Coordinate annotation records
— begin —
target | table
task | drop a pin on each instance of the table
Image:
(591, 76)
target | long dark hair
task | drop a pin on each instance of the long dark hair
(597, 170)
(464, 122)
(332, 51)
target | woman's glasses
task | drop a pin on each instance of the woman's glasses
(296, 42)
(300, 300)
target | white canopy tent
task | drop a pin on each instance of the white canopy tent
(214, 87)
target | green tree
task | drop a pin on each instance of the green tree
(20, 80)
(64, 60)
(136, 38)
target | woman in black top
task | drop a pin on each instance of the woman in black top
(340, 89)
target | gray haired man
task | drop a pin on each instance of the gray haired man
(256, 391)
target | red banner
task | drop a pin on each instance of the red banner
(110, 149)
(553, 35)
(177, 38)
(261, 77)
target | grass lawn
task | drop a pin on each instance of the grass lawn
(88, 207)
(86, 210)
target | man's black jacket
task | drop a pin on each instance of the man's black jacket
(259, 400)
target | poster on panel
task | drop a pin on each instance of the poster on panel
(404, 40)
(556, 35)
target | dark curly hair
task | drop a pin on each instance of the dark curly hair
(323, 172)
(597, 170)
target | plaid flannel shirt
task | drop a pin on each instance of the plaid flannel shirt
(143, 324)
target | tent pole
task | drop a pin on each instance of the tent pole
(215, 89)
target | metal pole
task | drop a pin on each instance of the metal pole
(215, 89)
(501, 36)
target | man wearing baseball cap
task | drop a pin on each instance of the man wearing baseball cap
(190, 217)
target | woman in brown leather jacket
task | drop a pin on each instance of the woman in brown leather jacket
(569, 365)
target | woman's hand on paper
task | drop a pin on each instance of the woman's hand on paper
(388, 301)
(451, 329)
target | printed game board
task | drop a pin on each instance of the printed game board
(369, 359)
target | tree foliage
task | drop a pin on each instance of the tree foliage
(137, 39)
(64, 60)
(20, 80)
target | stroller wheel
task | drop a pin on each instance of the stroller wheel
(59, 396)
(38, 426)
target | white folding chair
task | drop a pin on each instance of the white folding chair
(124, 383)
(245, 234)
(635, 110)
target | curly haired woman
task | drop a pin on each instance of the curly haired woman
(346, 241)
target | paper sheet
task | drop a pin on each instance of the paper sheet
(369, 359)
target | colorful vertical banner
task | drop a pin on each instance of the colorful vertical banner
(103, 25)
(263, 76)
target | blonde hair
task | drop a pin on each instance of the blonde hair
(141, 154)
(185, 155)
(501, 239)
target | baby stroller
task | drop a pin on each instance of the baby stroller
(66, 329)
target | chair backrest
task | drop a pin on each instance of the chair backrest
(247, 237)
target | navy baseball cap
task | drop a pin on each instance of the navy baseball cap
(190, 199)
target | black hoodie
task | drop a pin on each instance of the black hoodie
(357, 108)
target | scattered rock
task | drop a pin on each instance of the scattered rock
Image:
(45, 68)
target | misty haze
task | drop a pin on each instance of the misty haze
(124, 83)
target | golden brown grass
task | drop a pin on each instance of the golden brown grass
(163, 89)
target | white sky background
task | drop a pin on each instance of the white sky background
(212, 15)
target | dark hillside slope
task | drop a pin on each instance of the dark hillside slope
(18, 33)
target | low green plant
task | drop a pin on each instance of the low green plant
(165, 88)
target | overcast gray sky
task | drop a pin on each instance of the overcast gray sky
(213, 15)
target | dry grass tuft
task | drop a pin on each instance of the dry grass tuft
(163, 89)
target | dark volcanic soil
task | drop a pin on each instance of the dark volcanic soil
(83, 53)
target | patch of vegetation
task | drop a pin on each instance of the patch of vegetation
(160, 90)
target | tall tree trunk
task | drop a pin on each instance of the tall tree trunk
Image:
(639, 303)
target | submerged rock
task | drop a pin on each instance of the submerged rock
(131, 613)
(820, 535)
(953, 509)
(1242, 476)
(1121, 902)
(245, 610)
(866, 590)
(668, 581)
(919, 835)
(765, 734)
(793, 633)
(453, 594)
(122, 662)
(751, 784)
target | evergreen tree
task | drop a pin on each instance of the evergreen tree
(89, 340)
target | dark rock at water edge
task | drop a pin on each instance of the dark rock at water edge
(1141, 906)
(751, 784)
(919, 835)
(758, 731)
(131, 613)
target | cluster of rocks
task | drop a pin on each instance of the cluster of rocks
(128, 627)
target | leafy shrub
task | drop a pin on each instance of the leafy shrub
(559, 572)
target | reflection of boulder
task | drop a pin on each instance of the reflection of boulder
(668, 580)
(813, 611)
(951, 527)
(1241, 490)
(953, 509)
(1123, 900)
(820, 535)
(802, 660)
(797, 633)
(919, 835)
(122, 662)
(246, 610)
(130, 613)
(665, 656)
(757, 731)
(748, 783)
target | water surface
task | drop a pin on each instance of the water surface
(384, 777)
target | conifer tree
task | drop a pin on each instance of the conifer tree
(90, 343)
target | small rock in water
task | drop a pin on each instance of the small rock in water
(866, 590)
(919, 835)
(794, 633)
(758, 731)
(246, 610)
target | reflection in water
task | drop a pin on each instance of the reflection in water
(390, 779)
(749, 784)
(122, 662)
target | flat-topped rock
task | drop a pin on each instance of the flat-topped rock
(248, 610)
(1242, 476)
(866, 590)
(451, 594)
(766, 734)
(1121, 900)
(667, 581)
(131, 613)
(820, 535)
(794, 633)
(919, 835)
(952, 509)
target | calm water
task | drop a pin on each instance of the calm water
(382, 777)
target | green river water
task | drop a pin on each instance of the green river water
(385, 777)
— end —
= Stated exercise =
Repeat the records above in full, character for character.

= Answer to the task =
target | table
task | drop a pin on each instance of the table
Image:
(591, 76)
target | long dark hair
task | drop a pin on each instance of the long dark hair
(597, 170)
(464, 122)
(332, 51)
target | woman's glasses
task | drop a pin on each instance of the woman's glasses
(296, 42)
(300, 300)
target | white canopy tent
task | drop a pin on each instance of the white canopy tent
(214, 87)
target | green tree
task | drop a pin on each instance of the green tree
(20, 80)
(64, 60)
(136, 38)
target | woman in black top
task | drop a pin on each instance of the woman in black top
(340, 89)
target | gray haired man
task | drop a pin on each instance of the gray haired man
(256, 391)
target | red banner
task | drop a pin on each instance of the red banner
(110, 149)
(553, 35)
(177, 38)
(261, 77)
target | grass lawn
task | drop a pin on each instance of the grass lawn
(88, 207)
(86, 210)
target | man's black jacket
task | drop a pin on each instance of the man's black jacket
(259, 400)
target | poster on panel
task | drop a pin on each instance of the poster on panel
(404, 40)
(556, 35)
target | dark curly hair
task | drop a pin on each instance of the dark curly hair
(323, 172)
(597, 170)
target | plaid flannel shirt
task | drop a pin on each instance of the plaid flannel shirt
(143, 324)
target | tent pole
task | drop a pin on each instance of the tent pole
(215, 89)
target | metal pole
task | drop a pin on each instance of the metal pole
(215, 89)
(501, 36)
target | man wearing baseball cap
task | drop a pin on each instance of the man wearing baseball cap
(190, 217)
target | woman in brown leather jacket
task | drop a pin on each instance of the woman in brown leather jacket
(569, 365)
target | woman's hand on paper
task | drop a pin on each instance of the woman's hand on paper
(388, 301)
(451, 329)
target | printed game board
task | drop a pin on each instance of the printed game board
(369, 359)
target | tree foliage
task | drop a pin on each instance of the tree foliage
(137, 39)
(64, 60)
(20, 80)
target | stroller wheel
task | drop a pin on each instance of the stroller wheel
(59, 396)
(38, 426)
target | white folding chair
task | drop a pin on each instance of the white folding chair
(124, 383)
(245, 234)
(635, 110)
target | curly haired woman
task | drop a pin on each instance of the curly haired woman
(346, 241)
target | paper sheet
task | drop a pin on each instance of the paper sheet
(369, 359)
target | colorful vertical banner
task | drop a pin on each instance of the colorful vertical banner
(103, 25)
(263, 76)
target | blonde hair
task | drop a pin on each instance of the blonde hair
(141, 154)
(185, 155)
(501, 239)
target | baby stroller
task | drop a pin on each instance of the baby stroller
(66, 329)
target | chair backrest
task | drop a pin on each instance of the chair backrest
(247, 237)
target | navy baseball cap
task | drop a pin on each instance of the navy baseball cap
(190, 199)
target | black hoodie
task | drop a pin on each instance of the black hoodie
(357, 108)
target | scattered rock
task | drop a pin on each instance of the scattered rock
Image:
(45, 68)
target | misty haze
task | drop a pin on each instance of the misty haze
(124, 83)
target | golden brown grass
task | drop a pin on each instance of the golden brown grass
(163, 89)
target | white sky background
task | drop a pin on each instance of the white sky background
(212, 15)
target | dark hillside slope
task | drop a pin on each instance of the dark hillside slope
(18, 33)
target | low green plant
task | drop a pin on each instance of the low green plant
(165, 88)
target | overcast gray sky
task | drop a pin on each instance of the overcast gray sky
(213, 15)
target | dry grass tuft
task | drop a pin on each instance of the dry grass tuft
(163, 89)
target | dark volcanic soil
task | drop a pin on each instance of the dark volcanic soil
(83, 53)
target | patch of vegetation
task | drop a pin on each instance of the patch of vegetation
(160, 90)
target | tall tree trunk
task | drop a pin on each instance of the tall tree trunk
Image:
(639, 303)
target | submerged rock
task | drop a pin on each instance of the submerged rock
(131, 613)
(820, 535)
(953, 509)
(1242, 476)
(1121, 902)
(245, 610)
(866, 590)
(668, 581)
(919, 835)
(765, 734)
(793, 633)
(453, 594)
(122, 662)
(751, 784)
target | evergreen tree
task | drop a pin on each instance of the evergreen tree
(89, 340)
target | dark rock at water edge
task | drop a pin on each instance of the dark rock at water edge
(1141, 906)
(751, 784)
(919, 835)
(758, 731)
(131, 613)
target | cluster of rocks
task | drop a pin on each instance of the cluster of rocks
(128, 627)
target | leafy shrub
task | drop a pin on each instance of the leafy shrub
(559, 572)
target | reflection of boulder
task | drop a pin on each instance of the reflection of boulder
(668, 580)
(813, 611)
(951, 527)
(1241, 490)
(953, 509)
(1123, 900)
(820, 535)
(802, 660)
(797, 633)
(919, 835)
(122, 662)
(246, 610)
(130, 613)
(665, 656)
(757, 731)
(748, 783)
target | water surface
task | drop a pin on each instance of the water surface
(384, 777)
target | conifer tree
task | drop a pin on each instance of the conifer tree
(90, 343)
target | small rock in water
task | drop a pin on each instance of the small rock in water
(866, 590)
(919, 835)
(794, 633)
(758, 731)
(246, 610)
target | reflection in water
task | drop a pin on each instance of the reflection in water
(390, 779)
(749, 784)
(122, 662)
target | flat-topped rock
task | drop a pin on each instance of the flat-topped rock
(248, 610)
(1242, 476)
(866, 590)
(451, 594)
(766, 734)
(1121, 900)
(667, 581)
(131, 613)
(820, 535)
(794, 633)
(919, 835)
(952, 509)
target | calm water
task | drop a pin on each instance of the calm water
(382, 777)
target | green river water
task | drop a pin on each instance of the green river water
(385, 777)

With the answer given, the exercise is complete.